▸ **EXERCISE AIM**
Rewrite the listing from the line containing "of the gravel" through its end, keeping every request line as is and shifting each x and y coordinate in the answers up by 37.
# Start of GIVEN RECORDS
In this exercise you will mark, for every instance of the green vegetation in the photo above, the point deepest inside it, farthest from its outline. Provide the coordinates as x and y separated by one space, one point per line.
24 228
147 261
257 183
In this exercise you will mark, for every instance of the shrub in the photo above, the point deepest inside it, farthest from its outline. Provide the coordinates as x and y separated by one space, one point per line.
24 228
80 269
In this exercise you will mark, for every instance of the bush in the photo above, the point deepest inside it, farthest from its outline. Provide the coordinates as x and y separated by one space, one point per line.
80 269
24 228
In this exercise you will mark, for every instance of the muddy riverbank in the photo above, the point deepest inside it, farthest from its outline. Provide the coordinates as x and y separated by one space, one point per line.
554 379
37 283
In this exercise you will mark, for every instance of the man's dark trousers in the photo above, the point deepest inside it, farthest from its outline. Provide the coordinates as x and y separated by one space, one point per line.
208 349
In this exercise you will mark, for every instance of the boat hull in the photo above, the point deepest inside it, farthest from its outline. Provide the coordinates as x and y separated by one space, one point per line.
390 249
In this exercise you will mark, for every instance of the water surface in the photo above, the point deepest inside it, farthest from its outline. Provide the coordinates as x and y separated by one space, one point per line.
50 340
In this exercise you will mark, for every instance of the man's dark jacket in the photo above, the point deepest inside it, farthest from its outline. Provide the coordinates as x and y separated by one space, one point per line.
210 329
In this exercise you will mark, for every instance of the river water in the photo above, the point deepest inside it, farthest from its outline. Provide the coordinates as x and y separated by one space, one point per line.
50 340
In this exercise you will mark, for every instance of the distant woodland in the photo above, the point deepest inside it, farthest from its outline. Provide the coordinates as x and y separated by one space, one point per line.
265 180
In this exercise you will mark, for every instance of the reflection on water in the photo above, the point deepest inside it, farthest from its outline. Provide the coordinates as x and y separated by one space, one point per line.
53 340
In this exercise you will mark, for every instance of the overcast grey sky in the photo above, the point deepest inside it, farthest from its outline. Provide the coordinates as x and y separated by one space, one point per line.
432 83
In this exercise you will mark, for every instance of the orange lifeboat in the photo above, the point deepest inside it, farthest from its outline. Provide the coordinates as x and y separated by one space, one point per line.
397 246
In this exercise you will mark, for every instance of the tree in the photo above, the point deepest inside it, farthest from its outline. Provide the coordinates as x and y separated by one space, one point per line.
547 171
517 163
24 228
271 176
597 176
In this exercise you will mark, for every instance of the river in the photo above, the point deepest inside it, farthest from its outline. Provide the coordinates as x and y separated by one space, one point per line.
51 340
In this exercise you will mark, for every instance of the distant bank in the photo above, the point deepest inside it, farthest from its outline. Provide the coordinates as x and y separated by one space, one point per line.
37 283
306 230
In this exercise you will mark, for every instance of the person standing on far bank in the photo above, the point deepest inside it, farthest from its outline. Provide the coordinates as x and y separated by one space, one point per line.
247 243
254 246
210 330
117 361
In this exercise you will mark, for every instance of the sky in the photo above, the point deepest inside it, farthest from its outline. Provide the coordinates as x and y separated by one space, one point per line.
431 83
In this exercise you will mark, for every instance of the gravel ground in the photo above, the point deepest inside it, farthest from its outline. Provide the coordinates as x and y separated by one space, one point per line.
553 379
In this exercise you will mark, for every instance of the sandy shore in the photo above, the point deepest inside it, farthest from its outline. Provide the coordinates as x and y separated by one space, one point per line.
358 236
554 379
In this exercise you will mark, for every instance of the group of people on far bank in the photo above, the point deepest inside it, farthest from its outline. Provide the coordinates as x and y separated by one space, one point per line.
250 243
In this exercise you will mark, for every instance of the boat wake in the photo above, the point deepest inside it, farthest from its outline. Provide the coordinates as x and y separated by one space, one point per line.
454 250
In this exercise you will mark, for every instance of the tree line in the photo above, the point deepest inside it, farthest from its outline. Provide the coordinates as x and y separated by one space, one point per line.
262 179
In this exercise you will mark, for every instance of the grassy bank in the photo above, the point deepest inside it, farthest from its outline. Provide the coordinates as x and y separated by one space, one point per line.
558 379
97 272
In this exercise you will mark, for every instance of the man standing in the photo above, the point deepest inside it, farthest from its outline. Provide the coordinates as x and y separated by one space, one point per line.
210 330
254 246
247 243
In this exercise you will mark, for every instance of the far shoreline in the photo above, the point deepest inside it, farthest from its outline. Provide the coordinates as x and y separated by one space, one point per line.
# End of GIVEN RECORDS
▸ **OUTPUT BELOW**
In this exercise you will mark, for every instance of the gravel ground in the photo above, the point deepest inside it, farthest from its outline. Provide the coordinates as x and y separated by one space, one point per line.
590 416
In this exercise you will mark, for every instance of the sandy shore in the photo above, the point deepest inside it, farthest from its outline. Provide the coordinates as x and y separated by one space, one point per line.
395 273
591 416
In this exercise you will mark, for every instance of the group of people on far bank in the photo above, the point deepest inside it, farthest from its outline. Provide the coordinates as x and y separated by one space, one point per line.
287 280
In this exercise you will mark, for every instance of the boat wake in the photo above, the point deepest inside it, farthest from its outline. Provide the coordinates as x and y separated by one space, one point per line.
491 287
In this exercise you will mark, for every instance of the tree line in the photo above, the point deepest inside it, farthest from its outline. Provide the coordinates as x and y separated by one space, one point per line.
299 216
In this exercise you will mark, for every instance of the grassy bank in the photo above, the point deepest inside it, farthest from its outline. Provide the coordinates as x and y separated by one space, one point per line.
595 416
134 309
In this exercise you will mark, for every instance of the man standing in the photo above, the point deepest inside it, farthest from its outline. Provide the coordinates as x and y separated by one space, one point per line.
247 367
291 283
284 280
In this exercise you will mark, for every instance of the far shoreline in the photo above, the point deepest inside it, farthest from its outline. Provide the coordinates as x and y separated by one space, one point per line.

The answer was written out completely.